## What this task involves
Your output should be the lines from the one with "Pin every instance of the person with" through the last line of the records below, exactly as written, minus the pictures.

Dataset excerpts
[Start of section]
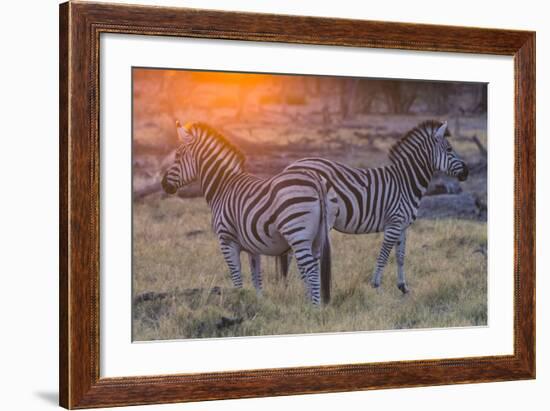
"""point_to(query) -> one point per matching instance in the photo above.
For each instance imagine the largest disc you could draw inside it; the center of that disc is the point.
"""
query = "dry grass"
(176, 253)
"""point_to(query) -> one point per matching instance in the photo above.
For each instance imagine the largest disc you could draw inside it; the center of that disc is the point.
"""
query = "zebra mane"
(211, 132)
(421, 131)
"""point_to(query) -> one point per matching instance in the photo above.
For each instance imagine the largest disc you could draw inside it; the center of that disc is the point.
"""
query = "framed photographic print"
(256, 205)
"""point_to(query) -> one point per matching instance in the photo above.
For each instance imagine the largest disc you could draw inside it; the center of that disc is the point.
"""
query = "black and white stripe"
(261, 217)
(386, 199)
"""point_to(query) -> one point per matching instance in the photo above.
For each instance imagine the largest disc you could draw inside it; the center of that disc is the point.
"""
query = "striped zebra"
(258, 216)
(386, 199)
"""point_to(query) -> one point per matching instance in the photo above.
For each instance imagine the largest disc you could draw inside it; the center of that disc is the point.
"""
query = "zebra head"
(445, 159)
(184, 169)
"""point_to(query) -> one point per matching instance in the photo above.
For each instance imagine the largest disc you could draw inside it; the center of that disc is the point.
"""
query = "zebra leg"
(308, 265)
(231, 254)
(256, 269)
(391, 235)
(400, 257)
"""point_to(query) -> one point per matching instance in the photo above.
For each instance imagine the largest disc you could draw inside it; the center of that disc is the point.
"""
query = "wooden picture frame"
(80, 27)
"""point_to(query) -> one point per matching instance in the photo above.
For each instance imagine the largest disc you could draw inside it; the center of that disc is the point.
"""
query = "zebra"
(258, 216)
(386, 199)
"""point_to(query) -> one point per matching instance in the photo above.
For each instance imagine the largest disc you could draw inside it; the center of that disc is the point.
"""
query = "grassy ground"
(182, 289)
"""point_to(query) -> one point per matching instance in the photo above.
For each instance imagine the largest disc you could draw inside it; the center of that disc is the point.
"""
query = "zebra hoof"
(403, 287)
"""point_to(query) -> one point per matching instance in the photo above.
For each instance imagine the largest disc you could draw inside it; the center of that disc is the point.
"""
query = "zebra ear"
(183, 133)
(440, 133)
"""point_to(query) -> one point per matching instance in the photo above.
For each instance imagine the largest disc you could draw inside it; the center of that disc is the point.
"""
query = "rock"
(461, 205)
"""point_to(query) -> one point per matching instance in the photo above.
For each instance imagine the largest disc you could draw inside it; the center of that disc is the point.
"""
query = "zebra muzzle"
(167, 187)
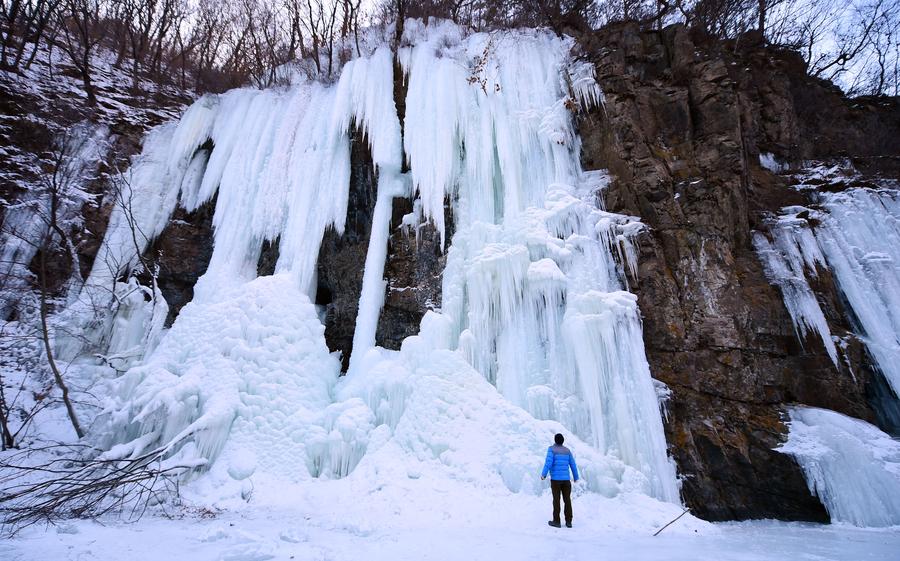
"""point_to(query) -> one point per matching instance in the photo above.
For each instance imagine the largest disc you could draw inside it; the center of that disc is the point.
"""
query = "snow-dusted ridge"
(536, 335)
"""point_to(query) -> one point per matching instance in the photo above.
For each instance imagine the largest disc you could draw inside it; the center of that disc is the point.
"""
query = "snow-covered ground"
(328, 525)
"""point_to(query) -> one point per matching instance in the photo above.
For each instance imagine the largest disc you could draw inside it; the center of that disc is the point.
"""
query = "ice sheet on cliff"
(536, 334)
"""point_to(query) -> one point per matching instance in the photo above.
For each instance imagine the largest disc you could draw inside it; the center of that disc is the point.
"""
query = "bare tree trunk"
(6, 438)
(45, 335)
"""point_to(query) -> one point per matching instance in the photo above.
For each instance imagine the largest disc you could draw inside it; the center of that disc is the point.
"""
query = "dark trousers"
(563, 488)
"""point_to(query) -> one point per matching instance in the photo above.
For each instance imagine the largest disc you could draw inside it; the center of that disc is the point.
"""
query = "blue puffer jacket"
(559, 460)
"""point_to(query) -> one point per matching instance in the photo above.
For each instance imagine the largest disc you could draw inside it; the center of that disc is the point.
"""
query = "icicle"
(849, 464)
(786, 262)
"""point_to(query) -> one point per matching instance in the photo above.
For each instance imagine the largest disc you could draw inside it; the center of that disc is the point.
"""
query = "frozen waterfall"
(849, 464)
(857, 237)
(537, 333)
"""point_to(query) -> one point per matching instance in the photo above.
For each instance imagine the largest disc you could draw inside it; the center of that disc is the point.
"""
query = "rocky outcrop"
(683, 126)
(413, 269)
(182, 252)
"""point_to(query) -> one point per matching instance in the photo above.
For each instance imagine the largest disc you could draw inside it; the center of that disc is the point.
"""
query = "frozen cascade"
(860, 238)
(849, 464)
(536, 334)
(857, 237)
(787, 260)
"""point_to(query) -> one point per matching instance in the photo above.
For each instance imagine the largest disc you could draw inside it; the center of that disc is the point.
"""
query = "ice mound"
(249, 369)
(849, 464)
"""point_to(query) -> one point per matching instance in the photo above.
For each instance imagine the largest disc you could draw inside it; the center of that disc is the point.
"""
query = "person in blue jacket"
(559, 461)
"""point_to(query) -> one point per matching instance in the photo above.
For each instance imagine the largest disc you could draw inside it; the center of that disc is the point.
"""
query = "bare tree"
(80, 22)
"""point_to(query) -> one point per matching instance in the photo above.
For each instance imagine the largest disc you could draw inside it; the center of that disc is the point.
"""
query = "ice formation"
(852, 466)
(857, 237)
(537, 333)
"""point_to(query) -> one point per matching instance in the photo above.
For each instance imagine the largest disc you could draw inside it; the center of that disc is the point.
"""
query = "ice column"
(849, 464)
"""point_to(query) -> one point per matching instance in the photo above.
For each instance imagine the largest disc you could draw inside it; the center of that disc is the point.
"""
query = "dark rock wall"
(682, 128)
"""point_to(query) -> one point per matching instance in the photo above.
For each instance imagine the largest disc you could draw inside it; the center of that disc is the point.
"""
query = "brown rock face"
(182, 251)
(413, 269)
(682, 129)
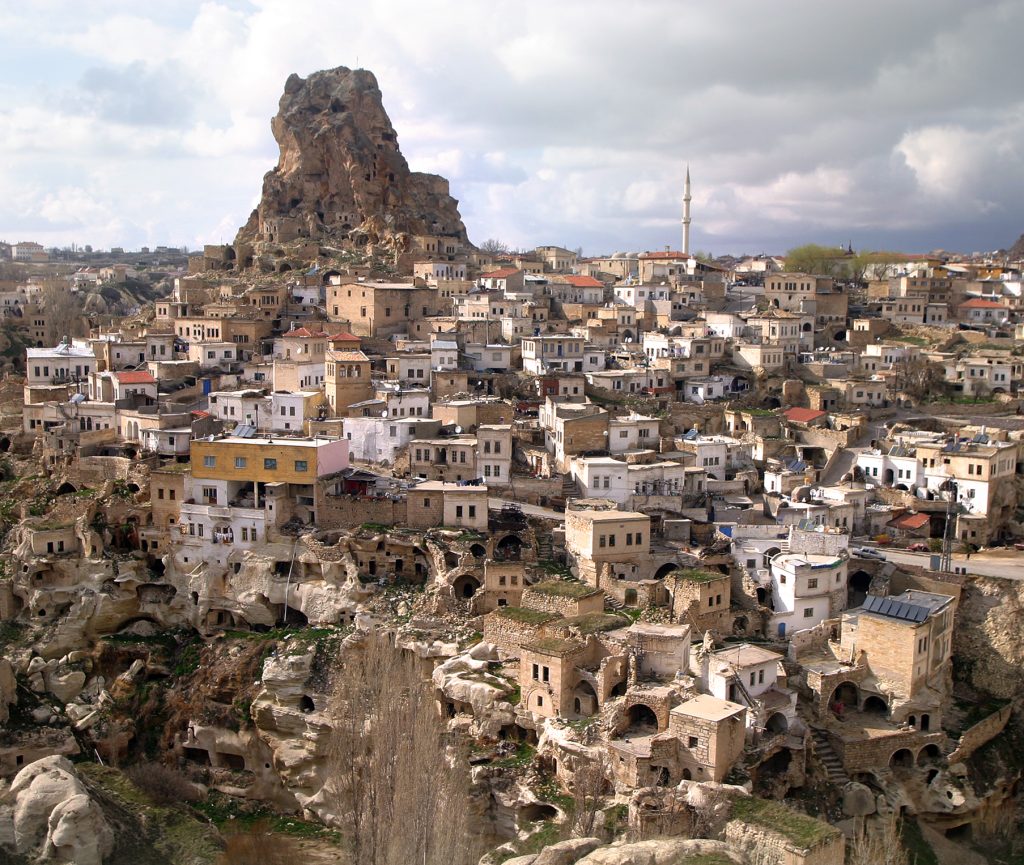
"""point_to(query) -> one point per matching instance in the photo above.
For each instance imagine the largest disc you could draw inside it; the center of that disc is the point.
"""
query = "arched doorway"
(845, 697)
(857, 586)
(665, 570)
(903, 759)
(642, 720)
(585, 699)
(509, 549)
(465, 586)
(876, 705)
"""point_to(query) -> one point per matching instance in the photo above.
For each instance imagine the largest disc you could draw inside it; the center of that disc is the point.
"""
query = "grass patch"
(223, 811)
(800, 829)
(697, 575)
(523, 755)
(920, 850)
(524, 616)
(597, 622)
(563, 589)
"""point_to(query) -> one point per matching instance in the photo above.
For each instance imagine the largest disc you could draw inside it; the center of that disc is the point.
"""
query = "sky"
(889, 126)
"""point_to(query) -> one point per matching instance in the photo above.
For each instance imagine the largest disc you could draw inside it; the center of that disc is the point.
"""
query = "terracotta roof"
(134, 378)
(584, 282)
(803, 416)
(910, 521)
(981, 303)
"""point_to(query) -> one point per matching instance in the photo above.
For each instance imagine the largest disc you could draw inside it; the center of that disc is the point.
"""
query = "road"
(1005, 567)
(528, 510)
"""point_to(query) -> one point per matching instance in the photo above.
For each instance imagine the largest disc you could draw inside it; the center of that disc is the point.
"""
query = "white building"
(803, 586)
(65, 362)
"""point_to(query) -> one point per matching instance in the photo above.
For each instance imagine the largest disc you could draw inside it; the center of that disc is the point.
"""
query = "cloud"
(885, 124)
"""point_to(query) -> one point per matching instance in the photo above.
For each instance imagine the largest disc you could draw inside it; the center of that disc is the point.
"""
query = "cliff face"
(341, 178)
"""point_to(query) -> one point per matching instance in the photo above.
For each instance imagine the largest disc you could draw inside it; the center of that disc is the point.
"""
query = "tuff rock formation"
(341, 177)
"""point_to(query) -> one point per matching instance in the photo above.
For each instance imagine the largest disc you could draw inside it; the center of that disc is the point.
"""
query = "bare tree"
(64, 313)
(589, 786)
(494, 246)
(401, 789)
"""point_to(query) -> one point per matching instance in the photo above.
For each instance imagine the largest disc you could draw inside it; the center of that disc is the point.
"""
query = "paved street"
(528, 510)
(1007, 567)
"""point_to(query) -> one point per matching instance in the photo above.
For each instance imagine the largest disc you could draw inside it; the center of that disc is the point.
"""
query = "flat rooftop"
(708, 707)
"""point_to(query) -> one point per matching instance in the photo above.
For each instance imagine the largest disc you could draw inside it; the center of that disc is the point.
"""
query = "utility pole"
(947, 534)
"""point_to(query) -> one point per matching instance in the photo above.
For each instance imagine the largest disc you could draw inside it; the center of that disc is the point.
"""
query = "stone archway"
(902, 759)
(465, 586)
(643, 720)
(845, 696)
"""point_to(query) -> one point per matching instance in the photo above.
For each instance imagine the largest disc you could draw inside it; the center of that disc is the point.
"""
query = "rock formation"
(47, 812)
(341, 178)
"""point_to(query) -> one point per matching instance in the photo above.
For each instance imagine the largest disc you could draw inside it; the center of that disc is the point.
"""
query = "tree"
(589, 786)
(494, 246)
(820, 261)
(918, 377)
(64, 313)
(401, 791)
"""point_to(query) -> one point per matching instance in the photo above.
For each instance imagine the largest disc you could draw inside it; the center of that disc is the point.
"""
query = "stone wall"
(981, 733)
(862, 754)
(508, 634)
(348, 511)
(536, 600)
(771, 848)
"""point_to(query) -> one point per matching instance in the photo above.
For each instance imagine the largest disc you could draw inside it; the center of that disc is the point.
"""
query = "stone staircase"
(828, 758)
(545, 548)
(611, 603)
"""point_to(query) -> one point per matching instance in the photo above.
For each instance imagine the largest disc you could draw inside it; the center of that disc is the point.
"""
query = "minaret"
(686, 214)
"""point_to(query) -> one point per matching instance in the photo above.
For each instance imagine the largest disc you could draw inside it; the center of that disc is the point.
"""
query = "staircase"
(545, 550)
(612, 603)
(828, 758)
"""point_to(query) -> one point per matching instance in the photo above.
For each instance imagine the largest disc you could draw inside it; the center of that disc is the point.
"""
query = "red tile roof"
(803, 416)
(981, 303)
(303, 333)
(584, 282)
(129, 377)
(910, 521)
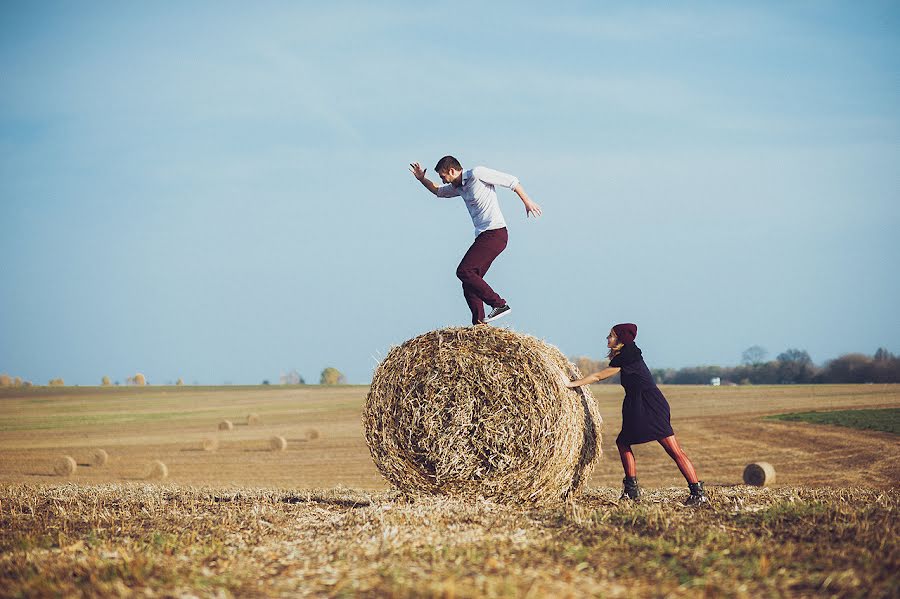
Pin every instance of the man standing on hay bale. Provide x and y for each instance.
(476, 186)
(645, 412)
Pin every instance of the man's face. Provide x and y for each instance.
(451, 175)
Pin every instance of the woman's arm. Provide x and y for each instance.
(593, 378)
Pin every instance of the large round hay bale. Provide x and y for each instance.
(65, 466)
(481, 411)
(158, 470)
(99, 457)
(759, 474)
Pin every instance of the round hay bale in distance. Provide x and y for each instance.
(65, 466)
(99, 457)
(481, 411)
(158, 470)
(759, 474)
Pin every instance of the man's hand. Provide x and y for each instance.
(532, 208)
(416, 169)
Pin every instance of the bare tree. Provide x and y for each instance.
(332, 376)
(754, 355)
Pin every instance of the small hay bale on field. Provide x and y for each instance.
(481, 411)
(99, 457)
(158, 470)
(65, 466)
(759, 474)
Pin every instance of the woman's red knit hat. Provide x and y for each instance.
(625, 332)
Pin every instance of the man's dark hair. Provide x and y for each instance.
(446, 163)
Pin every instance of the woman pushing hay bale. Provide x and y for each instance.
(481, 411)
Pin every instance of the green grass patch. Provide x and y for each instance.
(886, 420)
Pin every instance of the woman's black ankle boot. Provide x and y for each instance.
(631, 489)
(698, 495)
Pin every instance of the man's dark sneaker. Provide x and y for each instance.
(698, 495)
(631, 490)
(498, 313)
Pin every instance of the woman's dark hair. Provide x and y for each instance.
(446, 163)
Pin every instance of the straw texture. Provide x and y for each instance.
(481, 411)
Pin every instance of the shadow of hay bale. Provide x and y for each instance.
(481, 411)
(99, 458)
(158, 470)
(759, 474)
(65, 466)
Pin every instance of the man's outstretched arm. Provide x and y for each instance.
(492, 177)
(531, 207)
(419, 173)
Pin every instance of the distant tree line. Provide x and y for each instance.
(791, 367)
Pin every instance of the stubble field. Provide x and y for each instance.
(317, 519)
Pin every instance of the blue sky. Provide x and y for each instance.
(219, 191)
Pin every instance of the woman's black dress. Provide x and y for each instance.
(645, 411)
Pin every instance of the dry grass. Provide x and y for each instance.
(114, 540)
(65, 466)
(481, 411)
(158, 470)
(722, 429)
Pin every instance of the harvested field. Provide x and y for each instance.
(722, 428)
(242, 521)
(171, 540)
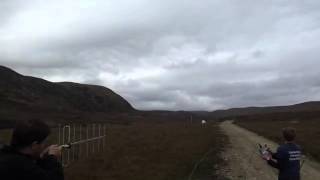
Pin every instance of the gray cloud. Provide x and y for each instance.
(172, 55)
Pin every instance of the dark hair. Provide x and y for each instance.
(289, 133)
(28, 131)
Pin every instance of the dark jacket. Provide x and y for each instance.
(17, 166)
(287, 161)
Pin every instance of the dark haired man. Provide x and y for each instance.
(28, 156)
(287, 157)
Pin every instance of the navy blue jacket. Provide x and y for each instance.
(287, 161)
(17, 166)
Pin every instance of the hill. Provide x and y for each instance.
(24, 94)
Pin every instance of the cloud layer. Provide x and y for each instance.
(175, 55)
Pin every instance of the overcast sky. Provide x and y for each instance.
(170, 54)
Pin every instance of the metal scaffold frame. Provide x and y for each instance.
(80, 141)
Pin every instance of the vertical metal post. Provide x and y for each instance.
(105, 136)
(69, 140)
(87, 139)
(93, 135)
(80, 138)
(74, 139)
(99, 140)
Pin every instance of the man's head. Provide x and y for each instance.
(289, 134)
(30, 135)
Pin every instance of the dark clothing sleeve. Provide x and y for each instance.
(17, 166)
(280, 157)
(47, 168)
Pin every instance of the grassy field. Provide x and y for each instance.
(308, 132)
(153, 151)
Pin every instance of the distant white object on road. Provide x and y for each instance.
(203, 123)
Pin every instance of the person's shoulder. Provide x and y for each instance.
(9, 156)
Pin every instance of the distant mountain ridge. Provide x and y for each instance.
(301, 107)
(25, 93)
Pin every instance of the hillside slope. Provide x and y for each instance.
(20, 93)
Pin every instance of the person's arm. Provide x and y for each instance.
(278, 159)
(46, 169)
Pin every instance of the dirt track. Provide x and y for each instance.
(244, 161)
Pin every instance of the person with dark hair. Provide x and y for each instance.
(28, 156)
(287, 158)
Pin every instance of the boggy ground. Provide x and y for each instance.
(155, 151)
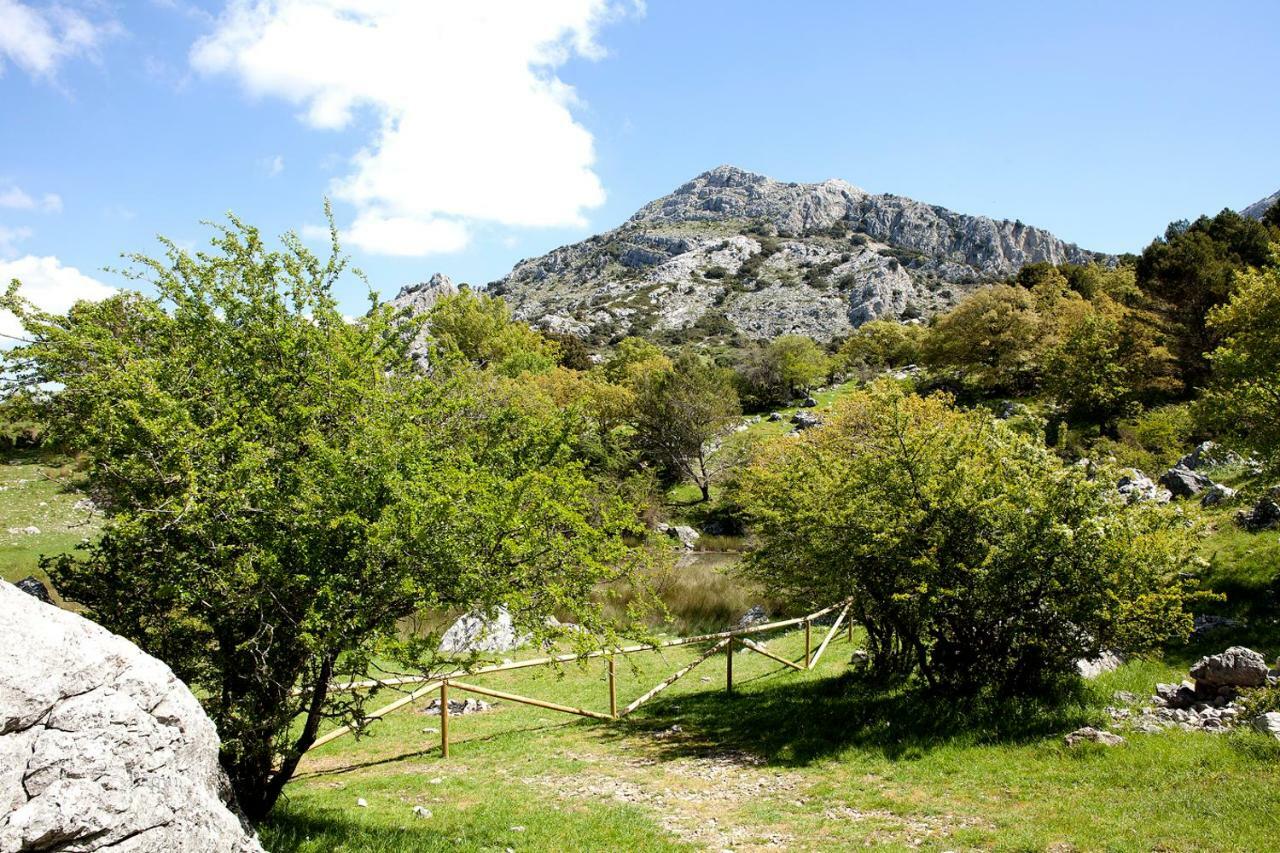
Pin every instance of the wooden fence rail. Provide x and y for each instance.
(725, 641)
[End of section]
## Solution to the exercise
Pin every instance of the person with dark hair. Provide x and y for each instance.
(28, 156)
(287, 158)
Pin every instance of the boggy ground. Provide x and y for each instance.
(155, 151)
Pin every instance of the wooden fence rail. Provide x and y for each instance.
(725, 641)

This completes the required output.